* **Exercise inputs**:
*** Begin section ***

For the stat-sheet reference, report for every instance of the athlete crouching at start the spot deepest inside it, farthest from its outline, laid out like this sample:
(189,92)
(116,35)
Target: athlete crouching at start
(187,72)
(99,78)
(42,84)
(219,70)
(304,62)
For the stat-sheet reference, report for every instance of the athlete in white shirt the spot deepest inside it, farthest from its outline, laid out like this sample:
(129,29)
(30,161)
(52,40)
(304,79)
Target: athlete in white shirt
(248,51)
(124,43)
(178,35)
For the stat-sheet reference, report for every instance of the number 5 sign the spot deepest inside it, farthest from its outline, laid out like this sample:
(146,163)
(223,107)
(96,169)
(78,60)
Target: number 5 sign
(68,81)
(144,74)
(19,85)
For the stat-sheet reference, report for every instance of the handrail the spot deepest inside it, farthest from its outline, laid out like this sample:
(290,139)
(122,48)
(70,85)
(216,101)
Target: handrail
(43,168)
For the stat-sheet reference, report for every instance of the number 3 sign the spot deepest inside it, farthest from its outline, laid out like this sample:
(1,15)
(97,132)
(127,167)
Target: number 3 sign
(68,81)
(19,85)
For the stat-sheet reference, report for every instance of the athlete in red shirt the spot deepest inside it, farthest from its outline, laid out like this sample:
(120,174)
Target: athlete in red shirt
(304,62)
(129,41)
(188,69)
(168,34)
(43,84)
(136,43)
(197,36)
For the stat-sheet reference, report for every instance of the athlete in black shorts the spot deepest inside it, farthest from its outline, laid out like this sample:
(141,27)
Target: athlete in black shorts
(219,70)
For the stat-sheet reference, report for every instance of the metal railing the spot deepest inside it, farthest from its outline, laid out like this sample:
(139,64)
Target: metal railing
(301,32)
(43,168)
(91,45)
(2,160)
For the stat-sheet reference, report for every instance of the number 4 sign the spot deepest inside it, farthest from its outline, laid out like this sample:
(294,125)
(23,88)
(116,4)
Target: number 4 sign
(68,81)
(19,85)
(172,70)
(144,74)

*** End section ***

* **Exercise objective**: After reading the data, retype all of it exactly as it reads.

* **Your response**:
For the stat-sheet reference, report for every instance of the athlete crouching at start the spot deepest inside it, farthest from its outline, laid out like this sample:
(189,92)
(116,35)
Target: athlete crouching at start
(187,72)
(99,78)
(42,84)
(219,70)
(304,62)
For the stat-sheet reference, report for every instance of the athlete in white shirt the spot deepest inside it, farthest from its outline, laid out like this sample:
(129,29)
(30,161)
(52,40)
(304,79)
Target: athlete in white shirt
(248,51)
(124,43)
(178,35)
For the stat-sheet reference, report for every instance of the number 5 sign the spot deepest inside it, farthest from its outline, laid out like this sample:
(146,163)
(223,107)
(96,169)
(78,60)
Target: number 5 sign
(68,81)
(144,74)
(19,85)
For the stat-sheet reference, report for every instance of the handrail the spot deepest inside it, farthest from its outline, laid out like this sample:
(290,139)
(122,48)
(70,85)
(216,101)
Target: handrail
(43,168)
For the stat-sheet reference, report for every instance of the number 3 sign the spot deepest inside it, farthest from its outline, laid out like this sample:
(1,15)
(97,132)
(127,167)
Target: number 3 sign
(68,81)
(19,85)
For the stat-sheet reference, report for every instance of the athlete in red shirt the spot deepest inside it, farthest from its outline, laid out like this sample:
(120,174)
Target: athlete in red shirt
(304,62)
(129,41)
(188,69)
(168,34)
(43,84)
(136,43)
(197,36)
For the stat-sheet reference, report for every instance of the athlete in black shorts the spot deepest inside it, farthest from its outline, laid out like this sample:
(141,27)
Target: athlete in black shorts
(219,70)
For the stat-sheet reference, report for every instance of the metal railing the spot deepest inside it, farthest from its outline, laid out like this sample:
(139,64)
Target: metal railing
(301,32)
(43,168)
(91,45)
(2,160)
For the stat-sheet reference, report for every instance of the number 4 sign the spot deepest inside it, farthest from its outline, laid out like this sample:
(294,125)
(23,88)
(116,4)
Target: number 4 sign
(68,81)
(19,85)
(172,70)
(144,74)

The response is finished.